== Geselecteerd fragment

Gezien ook de aard en de hoogte van de vergoedingen, vastgelegd in artikel 4 van de managementovereenkomst, komt de Raad tot de slotsom dat het hier om een relevante beloning als tegenprestatie voor verrichte arbeid ging.
Met betrekking tot het vereiste van het bestaan van een gezagsverhouding is, zo blijkt uit inmiddels vaste jurisprudentie van de Raad, bepalend of sprake is van ondergeschiktheid. Anders gezegd, of de pretense werkgever bevoegd is om opdrachten en aanwijzingen te geven aan de pretense werknemer, waarbij het er niet zozeer om gaat of die opdrachten en aanwijzingen ook feitelijk worden gegeven, omdat dit mede afhangt van de aard van het werk en/of bekwaamheid van degene, die het werk verricht, maar of ze in beginsel kunnen worden gegeven en dan opgevolgd moeten worden.
De Raad maakt uit de managementovereenkomst op dat appellant gehouden is de aanwijzingen van [naam BV] op te volgen en dat hij daarnaast een geheimhoudingsplicht heeft ter zake van de organisatie van [naam BV]. Voorts is de Raad van oordeel dat de door appellant verrichte arbeid onmiskenbaar de essentie van de bedrijfsvoering van [naam BV] betreft, waarbij onder de naam van [naam BV] wordt geopereerd en gedeclareerd.
Hetgeen appellant heeft ingebracht over zijns inziens betrekkelijke reikwijdte van de managementovereenkomst - zou slechts een dode letter zijn - en over de daadwerkelijke vrijheid van handelen, heeft de Raad in onvoldoende mate van het tegendeel van het aanwezig zijn van een gezagsrelatie van appellant tot de [naam BV] kunnen overtuigen.

====

▶ **Werkinstructie 1**:
Geef voor elk van de volgende beweringen aan of deze overeenstemt met het fragment over de managementovereenkomst. Antwoord telkens met ja of nee en citeer letterlijk de doorslaggevende woorden. (a) Beslissend is of de opdrachten en aanwijzingen ook feitelijk worden gegeven. (b) Appellant heeft een geheimhoudingsplicht ter zake van de organisatie van [naam BV]. (c) De vergoedingen zijn vastgelegd in artikel 4 van de managementovereenkomst.
▶ **Werkinstructie 2**:
Schrijf een vervolg op het fragment over de managementovereenkomst, beginnend na de laatste zin.
Voor het uitvoeren van de opdrachten zijn de regels niet van belang.

== Uittreksel gegevensset

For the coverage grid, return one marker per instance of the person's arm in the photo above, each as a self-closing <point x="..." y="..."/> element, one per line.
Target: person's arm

====

▶ **Antwoordruimte 1**:
(a) Nee: „waarbij het er niet zozeer om gaat of die opdrachten en aanwijzingen ook feitelijk worden gegeven”
(b) Ja: „dat hij daarnaast een geheimhoudingsplicht heeft ter zake van de organisatie van [naam BV]”
(c) Ja: „vastgelegd in artikel 4 van de managementovereenkomst”

▶ **Antwoordruimte 2**:
Een reële uitleg van de duidelijke bepalingen van de sociale verzekeringsrelatie primair bepalende managementovereenkomst dient volgens de Raad te prevaleren boven onvoldoende bewijsbare bedoelingen en beoogde praktijken.
Aan het vorengaande doet volgens vaste jurisprudentie van de Raad niet af dat appellant, gelet op specialistische inhoudelijke kennis en bekwaamheden zijn werkzaamheden met een grote mate van zelfstandigheid kan uitoefenen, en waarbij het uitoefenen van gezag zich niet direct zal doen gevoelen. Evenmin doet hieraan af dat appellant ten behoeve van derden nog enige werkzaamheden als zelfstandige heeft verricht.
Evenmin is de Raad er van overtuigd geraakt dat gedaagde onzorgvuldig heeft gehandeld bij het nemen van het bestreden besluit.
Uit het vorenstaande volgt dat de aangevallen uitspraak voor bevestiging in aanmerking komt.
De Raad acht geen termen aanwezig om toepassing te geven aan het bepaalde in artikel 8:75 van de Algemene wet bestuursrecht.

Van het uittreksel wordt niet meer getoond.